What to produce - Translate this sentence from the text on device control groups into Spanish: "I think the only problem with device control groups and hierarchies is that removing a device from a whitelist does not recurse down the hierarchy."

Selected text -
"""
One possible solution there is to just send the kernel uevents (except
for the network ones) into the initial network namespace.

>> ---
>> 
>> There are a couple of solution to these problems.
>> 
>> - The classic solution of creating a /dev for a container
>>   before starting it.
>> 
>> - The devpts filesystem.  This works well for unprivileged access
>>   to ptys.  Except for the /dev/ptmx sillines I very like how
>>   things are handled today with devpts.
>> 
>> - Device control groups.  I am not quite certain what to make
>>   of them.  The only case I see where they are better than
>>   a prebuilt static dev is if there is a hotppluged device
>>   that I want to push into my container.
>> 
>>   I think the only problem with device control groups and
>>   hierarchies is that removing a device from a whitelist
>>   does not recurse down the hierarchy.
>
> That's going to be fixed soon thanks to Aristeu  :)
>
>>   Can a process inside of a device control group create
>>   a child group that has access to a subset of it's
>>   devices?  The actually checks don't need to be hierarchical
>>   but the presence of device nodes should be.
>
> If I understand your question right, yes.

I should also have asked can we do this without any capabilities
and without our uid being 0?

>> ---
>> 
>> I see a couple of holes in the device control picture.
>> 
>> - How do we handle hotplug events?
>> 
>>   I think we can do this by relaying events trough userspace,
>>   upating the device control groups etc.
>> 
>> - Unprivileged processess interacting with all of this.
>>   (possibly with privilege in their user namespace)
>>   What I don't know how to do is how to create a couple of different
>>   subhierarchies each for different child processes.
>> 
>> - Dynamically created devices.
>> 
>>   My gut feel is that we should replicate the success of devpts
>>   and give each type of dynamically created device it's own
>>   filesystem and mount point under /dev, and just bend
>>   the handful of userspace users into that model.
"""
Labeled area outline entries
"""
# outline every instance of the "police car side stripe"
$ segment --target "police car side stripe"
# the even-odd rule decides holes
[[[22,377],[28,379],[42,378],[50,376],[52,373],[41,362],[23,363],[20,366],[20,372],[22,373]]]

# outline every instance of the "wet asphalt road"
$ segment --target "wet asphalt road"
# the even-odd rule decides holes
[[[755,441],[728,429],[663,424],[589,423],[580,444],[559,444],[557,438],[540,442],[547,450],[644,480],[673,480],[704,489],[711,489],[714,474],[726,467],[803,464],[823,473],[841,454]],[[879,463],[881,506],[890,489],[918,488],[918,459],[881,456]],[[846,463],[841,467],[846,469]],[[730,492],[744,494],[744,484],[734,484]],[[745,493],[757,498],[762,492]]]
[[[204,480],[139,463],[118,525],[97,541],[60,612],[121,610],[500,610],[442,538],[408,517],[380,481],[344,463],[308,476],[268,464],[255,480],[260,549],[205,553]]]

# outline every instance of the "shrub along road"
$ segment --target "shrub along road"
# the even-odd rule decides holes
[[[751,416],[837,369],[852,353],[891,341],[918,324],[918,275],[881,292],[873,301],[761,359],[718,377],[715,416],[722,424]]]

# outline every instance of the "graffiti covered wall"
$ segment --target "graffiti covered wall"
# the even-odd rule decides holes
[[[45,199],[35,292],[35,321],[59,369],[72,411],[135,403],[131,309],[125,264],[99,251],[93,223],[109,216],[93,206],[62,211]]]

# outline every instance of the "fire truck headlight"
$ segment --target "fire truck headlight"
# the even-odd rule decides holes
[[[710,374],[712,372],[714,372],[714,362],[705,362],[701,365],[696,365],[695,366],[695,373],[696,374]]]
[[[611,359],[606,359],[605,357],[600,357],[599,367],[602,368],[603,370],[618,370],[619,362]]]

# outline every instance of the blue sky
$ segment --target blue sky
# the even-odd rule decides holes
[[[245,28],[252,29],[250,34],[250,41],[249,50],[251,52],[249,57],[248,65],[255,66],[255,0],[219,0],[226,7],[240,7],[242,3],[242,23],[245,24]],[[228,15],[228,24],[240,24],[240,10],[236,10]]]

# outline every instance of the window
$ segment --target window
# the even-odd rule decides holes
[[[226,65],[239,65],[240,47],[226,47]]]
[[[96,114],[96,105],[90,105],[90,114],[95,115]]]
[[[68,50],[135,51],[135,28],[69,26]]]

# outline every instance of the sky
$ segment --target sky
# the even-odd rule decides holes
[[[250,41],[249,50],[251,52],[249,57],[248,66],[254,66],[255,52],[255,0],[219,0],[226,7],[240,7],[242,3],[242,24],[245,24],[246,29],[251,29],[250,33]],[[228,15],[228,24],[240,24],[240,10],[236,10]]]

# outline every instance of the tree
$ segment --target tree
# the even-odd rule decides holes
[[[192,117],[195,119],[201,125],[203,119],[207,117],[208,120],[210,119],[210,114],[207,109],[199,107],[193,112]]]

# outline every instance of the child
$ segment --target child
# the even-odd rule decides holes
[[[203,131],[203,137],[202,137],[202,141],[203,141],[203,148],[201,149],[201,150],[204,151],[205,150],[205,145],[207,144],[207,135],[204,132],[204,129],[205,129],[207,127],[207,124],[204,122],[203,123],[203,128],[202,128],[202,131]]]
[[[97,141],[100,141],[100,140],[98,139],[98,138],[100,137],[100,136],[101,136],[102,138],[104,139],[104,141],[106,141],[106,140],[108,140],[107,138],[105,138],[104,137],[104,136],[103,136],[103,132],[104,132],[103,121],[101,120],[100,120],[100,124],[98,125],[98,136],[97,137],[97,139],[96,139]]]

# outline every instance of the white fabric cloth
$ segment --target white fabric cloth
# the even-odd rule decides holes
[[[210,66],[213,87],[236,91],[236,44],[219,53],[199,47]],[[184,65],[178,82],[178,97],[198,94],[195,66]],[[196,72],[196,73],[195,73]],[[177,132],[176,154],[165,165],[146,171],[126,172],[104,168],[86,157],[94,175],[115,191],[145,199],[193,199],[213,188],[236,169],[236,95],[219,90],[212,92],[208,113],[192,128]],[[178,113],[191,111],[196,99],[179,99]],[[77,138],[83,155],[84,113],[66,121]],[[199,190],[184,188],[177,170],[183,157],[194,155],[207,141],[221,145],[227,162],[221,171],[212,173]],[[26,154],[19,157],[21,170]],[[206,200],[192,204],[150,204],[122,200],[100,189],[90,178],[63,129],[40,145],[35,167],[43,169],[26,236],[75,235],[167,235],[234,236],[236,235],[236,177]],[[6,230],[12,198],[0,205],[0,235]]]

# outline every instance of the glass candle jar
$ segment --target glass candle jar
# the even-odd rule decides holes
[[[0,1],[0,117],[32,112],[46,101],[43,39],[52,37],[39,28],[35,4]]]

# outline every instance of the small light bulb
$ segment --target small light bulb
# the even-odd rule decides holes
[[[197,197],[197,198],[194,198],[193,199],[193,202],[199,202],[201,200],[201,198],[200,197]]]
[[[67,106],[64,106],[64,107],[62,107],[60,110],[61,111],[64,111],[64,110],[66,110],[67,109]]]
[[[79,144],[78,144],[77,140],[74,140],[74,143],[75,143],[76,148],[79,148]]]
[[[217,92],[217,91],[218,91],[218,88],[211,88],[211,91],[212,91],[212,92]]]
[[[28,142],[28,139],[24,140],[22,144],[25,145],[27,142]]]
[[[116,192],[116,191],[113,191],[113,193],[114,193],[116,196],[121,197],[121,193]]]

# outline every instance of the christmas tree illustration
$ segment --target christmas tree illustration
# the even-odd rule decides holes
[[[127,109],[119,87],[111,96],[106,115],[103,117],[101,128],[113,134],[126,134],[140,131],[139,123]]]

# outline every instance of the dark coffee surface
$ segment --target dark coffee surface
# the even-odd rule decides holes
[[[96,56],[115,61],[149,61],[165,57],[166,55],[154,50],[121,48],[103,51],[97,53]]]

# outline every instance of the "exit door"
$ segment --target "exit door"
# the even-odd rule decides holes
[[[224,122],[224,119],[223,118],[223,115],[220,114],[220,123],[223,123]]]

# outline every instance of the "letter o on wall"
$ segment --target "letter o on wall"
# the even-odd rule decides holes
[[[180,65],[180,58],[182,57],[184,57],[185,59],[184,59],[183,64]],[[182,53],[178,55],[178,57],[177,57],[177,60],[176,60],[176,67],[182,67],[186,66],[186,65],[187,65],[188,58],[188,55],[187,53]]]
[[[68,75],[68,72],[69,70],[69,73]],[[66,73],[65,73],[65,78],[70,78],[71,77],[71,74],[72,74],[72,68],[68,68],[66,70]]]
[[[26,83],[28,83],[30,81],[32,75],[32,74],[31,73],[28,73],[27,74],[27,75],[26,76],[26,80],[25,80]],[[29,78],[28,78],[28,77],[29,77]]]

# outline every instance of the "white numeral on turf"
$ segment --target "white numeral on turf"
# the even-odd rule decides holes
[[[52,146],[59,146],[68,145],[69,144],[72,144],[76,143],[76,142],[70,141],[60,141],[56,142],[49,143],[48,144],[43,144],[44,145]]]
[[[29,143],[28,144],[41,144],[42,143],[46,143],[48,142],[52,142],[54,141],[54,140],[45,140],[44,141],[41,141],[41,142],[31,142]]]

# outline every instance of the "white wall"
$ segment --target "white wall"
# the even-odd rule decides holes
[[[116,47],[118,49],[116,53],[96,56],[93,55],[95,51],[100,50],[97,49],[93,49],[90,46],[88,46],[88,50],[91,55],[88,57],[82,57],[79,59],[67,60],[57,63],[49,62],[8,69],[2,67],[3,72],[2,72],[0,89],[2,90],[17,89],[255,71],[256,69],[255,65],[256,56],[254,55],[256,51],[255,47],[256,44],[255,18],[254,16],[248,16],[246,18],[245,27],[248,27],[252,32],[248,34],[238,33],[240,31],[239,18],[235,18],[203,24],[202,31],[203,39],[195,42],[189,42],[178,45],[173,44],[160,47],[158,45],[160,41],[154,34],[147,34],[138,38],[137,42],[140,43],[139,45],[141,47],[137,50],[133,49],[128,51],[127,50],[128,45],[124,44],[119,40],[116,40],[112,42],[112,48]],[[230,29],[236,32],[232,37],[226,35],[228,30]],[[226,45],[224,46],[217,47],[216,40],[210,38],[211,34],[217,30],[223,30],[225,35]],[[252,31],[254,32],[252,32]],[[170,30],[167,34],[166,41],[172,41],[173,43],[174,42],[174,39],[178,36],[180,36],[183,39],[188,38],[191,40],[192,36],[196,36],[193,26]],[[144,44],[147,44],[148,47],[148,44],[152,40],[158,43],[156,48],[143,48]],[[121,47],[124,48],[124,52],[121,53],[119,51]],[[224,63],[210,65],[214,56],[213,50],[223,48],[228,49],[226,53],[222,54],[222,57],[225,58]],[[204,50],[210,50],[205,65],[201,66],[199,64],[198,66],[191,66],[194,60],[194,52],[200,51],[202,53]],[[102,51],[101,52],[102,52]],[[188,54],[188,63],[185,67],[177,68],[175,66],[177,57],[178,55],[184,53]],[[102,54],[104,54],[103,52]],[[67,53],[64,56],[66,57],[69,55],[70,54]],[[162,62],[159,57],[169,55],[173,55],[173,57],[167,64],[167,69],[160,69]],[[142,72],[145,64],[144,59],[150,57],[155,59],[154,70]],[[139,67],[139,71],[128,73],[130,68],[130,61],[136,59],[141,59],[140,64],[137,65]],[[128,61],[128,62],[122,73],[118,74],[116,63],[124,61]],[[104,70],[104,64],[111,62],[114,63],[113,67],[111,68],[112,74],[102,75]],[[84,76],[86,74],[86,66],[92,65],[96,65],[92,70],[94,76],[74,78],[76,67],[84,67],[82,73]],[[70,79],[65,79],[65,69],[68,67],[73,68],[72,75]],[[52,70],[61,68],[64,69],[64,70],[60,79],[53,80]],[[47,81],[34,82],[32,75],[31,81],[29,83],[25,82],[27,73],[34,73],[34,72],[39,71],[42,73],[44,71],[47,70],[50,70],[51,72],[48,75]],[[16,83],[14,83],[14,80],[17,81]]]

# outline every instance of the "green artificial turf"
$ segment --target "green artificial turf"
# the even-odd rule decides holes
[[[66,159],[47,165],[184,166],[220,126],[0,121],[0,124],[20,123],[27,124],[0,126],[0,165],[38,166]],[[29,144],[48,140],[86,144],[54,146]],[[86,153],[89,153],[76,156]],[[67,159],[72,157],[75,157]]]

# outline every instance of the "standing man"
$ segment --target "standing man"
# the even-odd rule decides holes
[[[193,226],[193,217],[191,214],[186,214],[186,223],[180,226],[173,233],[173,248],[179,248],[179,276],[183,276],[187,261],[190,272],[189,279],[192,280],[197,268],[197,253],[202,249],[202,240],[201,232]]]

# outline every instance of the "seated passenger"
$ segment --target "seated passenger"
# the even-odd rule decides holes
"""
Solution to this problem - Creo que el único problema de los grupos de control de dispositivos y las jerarquías es que eliminar un dispositivo de una lista blanca no se propaga recursivamente hacia abajo en la jerarquía.